- SELECTED EXTRACT:
--------------------
Before Roof left the church, he asked one of the elderly members whether he had shot her, and she said no.

“And he said, ‘Good, because we need a survivor because I’m going to kill myself,’ ” Johnson told CNN.

Roof then took off, hopping into his car and heading north.

Debbie Dills spotted a vehicle matching the description given by authorities, noticing the South Carolina license plate.

“I don’t know what drew my attention to the car,” Dills told CNN. “In my mind I’m thinking, ‘That can’t be.’ … I never dreamed that it would be the car.”

She followed him more than 30 miles, keeping authorities updated along the way.

Police in Shelby, North Carolina — about 245 miles from Charleston — then pulled him over and took him into custody. He then waived extradition and returned to South Carolina late Thursday.

Federal authorities have opened a hate crime investigation into the shooting at the oldest AME church in the South, according to the U.S. Department of Justice.
--------------------
- PROVIDED RECORDS:
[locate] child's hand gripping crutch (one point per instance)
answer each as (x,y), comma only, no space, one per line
--------------------
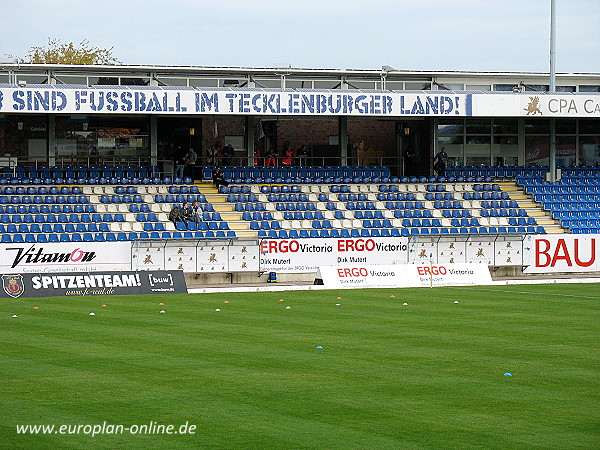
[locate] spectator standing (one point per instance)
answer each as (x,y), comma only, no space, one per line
--------------------
- TASKS TO CARRY OUT:
A – Answer these from the church shooting excerpt, one line each:
(i) In which direction did Roof head after leaving the church?
(ii) How far did Dills follow him?
(iii) About how far is Shelby, North Carolina, from Charleston?
B – Please output the passage of the church shooting excerpt between "Before Roof left" and "Carolina late Thursday.", inclusive.
C – List every person named in the church shooting excerpt.

- TASK-BY-TASK SOLUTIONS:
A –
(i) North
(ii) More than 30 miles
(iii) About 245 miles

B –
Before Roof left the church, he asked one of the elderly members whether he had shot her, and she said no.

“And he said, ‘Good, because we need a survivor because I’m going to kill myself,’ ” Johnson told CNN.

Roof then took off, hopping into his car and heading north.

Debbie Dills spotted a vehicle matching the description given by authorities, noticing the South Carolina license plate.

“I don’t know what drew my attention to the car,” Dills told CNN. “In my mind I’m thinking, ‘That can’t be.’ … I never dreamed that it would be the car.”

She followed him more than 30 miles, keeping authorities updated along the way.

Police in Shelby, North Carolina — about 245 miles from Charleston — then pulled him over and took him into custody. He then waived extradition and returned to South Carolina late Thursday.

C –
Roof
Johnson
Debbie Dills